╭─ GIVEN TEXT
Mahdi Safsafi

June 21, 2020

22 minutes ago, David Heffernan said:

Surely that's just going to copy the record to a temp local, and return the address of that temp local. Or am I missing something?

Yes that's right.

June 21, 2020

"@" operator requires a variable/constant/...,

Here is your way :

type

  PMyRec = ^TMyRec;

  TMyRec = record
    s: string;
  public
    function Address(): PMyRec; inline;
  end;

var
  stk: TStack<TMyRec>;
  rec: TMyRec;
  prec: PMyRec;

  { TMyRec }

function TMyRec.Address: PMyRec;
begin
  Result := @Self;
end;

begin
  stk := TStack<TMyRec>.Create;
  rec.s := 'Hello';
  stk.push(rec);
  prec := stk.Peek().Address();
  Writeln(prec.s);
  prec.s := 'Goodbye';
  stk.Free;
end.

June 21, 2020

Quote

This means there is Initialize been called and also the constructor, right ? if yes then both need cleaning up counterpart, eg. in case a managed field type been used like a string.

Its developer responsibility to make the cleanup.

As I said before, I'm not sure(I may be wrong) ... So better way to find out is to try 😉

June 21, 2020

@Kas Ob.

Quote

Here i really intrigued how managed record with 10.4 is when have initializer.

No one published any assembly about how local record been handled, is there hidden try..finally ?

Well I didn't try Delphi Sydney but I think(I'm not sure) that managed record does not have try/finally section because the record isn't allocated dynamically.

June 21, 2020

1 hour ago, Alexander Sviridenkov said:

Little bit offtopic, but from my experience 90% of performance issues in Delphi came from implicit try except blocks.

When procedure contains local variable of managed type, or implicit variable (f.e. string1+string2, copy(), etc) try except block with finalization calls is added to whole procedure even if variable is used only in small block. Moving this block (in case it is rarely executed) to subprocedure helps a lot.

This only applies to dcc32 (Win32) as it uses stack-based-exception mechanism. Exception handler executes faster but this known to add 15% overhead when there is no exception.

On the other hand, Win64 uses table-based-exception mechanism. Exception handler executes a little bit slower since its handled exclusively by the runtime but does not add any overhead when there is no exception.

June 20, 2020

1 hour ago, Attila Kovacs said:

@Mahdi Safsafi

No, this was my question 🙂

"As a general rule, most if not all Intel CPUs assume forward branches are not taken the first time they see them. See Godbolt’s work."

After reading the articles again, I would say, "forward branches are not taken the first time" means, no conditional forward jumps are taken by the predictor for the first time.

Am I right?

I see 🙂

For the first time when a CPU sees a branch, CPU uses static predictor :

Mostly all CPU assumes that a backward branch is going to be taken for the reason I explained with the loop example.
╰─
╭─ EXTRACTED MATERIAL
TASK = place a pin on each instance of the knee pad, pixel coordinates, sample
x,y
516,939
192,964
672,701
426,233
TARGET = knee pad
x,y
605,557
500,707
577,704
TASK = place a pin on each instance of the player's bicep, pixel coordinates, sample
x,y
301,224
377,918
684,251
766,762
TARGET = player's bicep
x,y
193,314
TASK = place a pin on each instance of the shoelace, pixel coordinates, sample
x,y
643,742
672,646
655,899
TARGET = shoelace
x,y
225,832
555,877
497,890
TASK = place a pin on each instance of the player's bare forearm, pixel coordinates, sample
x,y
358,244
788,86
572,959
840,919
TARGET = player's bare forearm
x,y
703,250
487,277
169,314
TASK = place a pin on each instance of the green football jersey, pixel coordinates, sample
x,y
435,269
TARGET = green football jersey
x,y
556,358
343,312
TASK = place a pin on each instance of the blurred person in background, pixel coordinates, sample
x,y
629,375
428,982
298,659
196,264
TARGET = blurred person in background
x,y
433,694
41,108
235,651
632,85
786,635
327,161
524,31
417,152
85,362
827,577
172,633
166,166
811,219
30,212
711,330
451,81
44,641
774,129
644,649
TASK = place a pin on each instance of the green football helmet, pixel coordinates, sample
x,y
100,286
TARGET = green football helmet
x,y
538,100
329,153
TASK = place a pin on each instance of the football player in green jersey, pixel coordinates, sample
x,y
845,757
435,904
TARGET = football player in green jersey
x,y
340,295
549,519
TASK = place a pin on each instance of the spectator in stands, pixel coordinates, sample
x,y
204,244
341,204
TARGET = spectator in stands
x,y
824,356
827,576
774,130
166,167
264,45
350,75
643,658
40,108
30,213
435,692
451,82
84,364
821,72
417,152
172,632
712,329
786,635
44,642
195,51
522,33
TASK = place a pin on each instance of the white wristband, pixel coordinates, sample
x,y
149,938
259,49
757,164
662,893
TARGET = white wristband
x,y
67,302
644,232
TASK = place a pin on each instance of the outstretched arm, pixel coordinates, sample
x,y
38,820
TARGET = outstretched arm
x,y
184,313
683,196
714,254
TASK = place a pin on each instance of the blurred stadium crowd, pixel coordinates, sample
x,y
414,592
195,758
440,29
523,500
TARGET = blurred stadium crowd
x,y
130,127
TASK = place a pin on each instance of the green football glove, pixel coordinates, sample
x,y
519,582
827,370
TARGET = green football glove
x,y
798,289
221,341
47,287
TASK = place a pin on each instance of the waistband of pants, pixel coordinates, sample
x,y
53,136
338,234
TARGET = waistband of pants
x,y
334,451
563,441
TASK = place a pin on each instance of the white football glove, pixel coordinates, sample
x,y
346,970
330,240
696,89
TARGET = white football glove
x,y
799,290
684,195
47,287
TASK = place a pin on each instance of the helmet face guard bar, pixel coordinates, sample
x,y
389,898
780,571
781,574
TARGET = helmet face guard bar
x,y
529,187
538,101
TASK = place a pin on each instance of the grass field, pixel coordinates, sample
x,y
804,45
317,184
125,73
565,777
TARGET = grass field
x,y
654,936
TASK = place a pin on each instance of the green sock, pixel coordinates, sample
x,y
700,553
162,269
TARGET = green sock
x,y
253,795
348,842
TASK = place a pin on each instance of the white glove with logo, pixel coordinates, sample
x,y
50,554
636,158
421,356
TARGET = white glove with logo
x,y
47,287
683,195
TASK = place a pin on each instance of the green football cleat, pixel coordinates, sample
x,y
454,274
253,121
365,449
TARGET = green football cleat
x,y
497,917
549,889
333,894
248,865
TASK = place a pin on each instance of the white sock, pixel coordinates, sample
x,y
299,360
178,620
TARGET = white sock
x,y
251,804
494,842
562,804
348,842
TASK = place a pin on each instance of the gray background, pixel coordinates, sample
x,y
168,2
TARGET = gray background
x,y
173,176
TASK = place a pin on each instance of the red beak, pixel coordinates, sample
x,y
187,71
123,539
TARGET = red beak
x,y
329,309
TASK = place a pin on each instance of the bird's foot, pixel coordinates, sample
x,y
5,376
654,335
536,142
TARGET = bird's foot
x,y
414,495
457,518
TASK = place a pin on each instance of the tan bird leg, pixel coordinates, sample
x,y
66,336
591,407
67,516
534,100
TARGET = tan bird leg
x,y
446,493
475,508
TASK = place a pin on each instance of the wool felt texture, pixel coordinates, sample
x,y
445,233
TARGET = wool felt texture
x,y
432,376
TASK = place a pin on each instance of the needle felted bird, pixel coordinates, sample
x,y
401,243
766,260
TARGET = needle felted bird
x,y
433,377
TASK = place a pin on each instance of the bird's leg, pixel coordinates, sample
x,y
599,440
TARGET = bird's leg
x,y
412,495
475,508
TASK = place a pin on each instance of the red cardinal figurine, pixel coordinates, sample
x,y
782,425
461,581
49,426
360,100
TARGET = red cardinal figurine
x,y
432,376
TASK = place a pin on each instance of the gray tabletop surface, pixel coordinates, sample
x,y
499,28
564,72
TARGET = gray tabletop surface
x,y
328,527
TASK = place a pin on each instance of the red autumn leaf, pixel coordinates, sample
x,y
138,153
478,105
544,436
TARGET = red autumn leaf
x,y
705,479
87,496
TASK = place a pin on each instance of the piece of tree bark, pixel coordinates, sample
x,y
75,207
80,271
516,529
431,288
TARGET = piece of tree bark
╰─
PROBLEMS TO SOLVE.
• a. Render this sentence from the Delphi forum thread into Spanish: "On the other hand, Win64 uses table-based-exception mechanism."
• b. According to the Delphi forum thread, what exception mechanism does dcc32 (Win32) use?
• c. Carry on the Delphi forum thread from the end of its final post.

WRITTEN ANSWERS.
• a. Por otro lado, Win64 utiliza un mecanismo de excepciones basado en tablas.

• b. A stack-based exception mechanism.

• c.
For forward branch, many CPU assumes (but not all) that a forward branch is not going to be taken. Some of them do a random prediction like core2.

UPDATE:

@Attila KovacsI forgot to answer your if/else question. remember what I said, for first time seen, CPU assumes "if" is taken because we intend to execute if-statement. So it's else section that is not going to be taken.

June 20, 2020

16 minutes ago, Attila Kovacs said:

@Mahdi Safsafi I see thx. Which one is the forward branch again? The if or the else section? I'm not sure here anymore.

Don't worry ! I'll try to give a simple explanation 🙂

There're many kind of jump (direct, indirect, relative, ...). Relative jmp is the most used one and the efficient one. Relative means that the offset is relative to Program Counter PC(PC is a register that holds the current instruction pointer ... on x86 its a protected register ... on an ugly implementation such aarch32(ARM) its a public register.). Forward jump means the offset of jmp is positive (hence we are jumping down). Backward jump means offset is negative(jumping up).

# address        # opcodes    # instruction      # comment
# (in decimal)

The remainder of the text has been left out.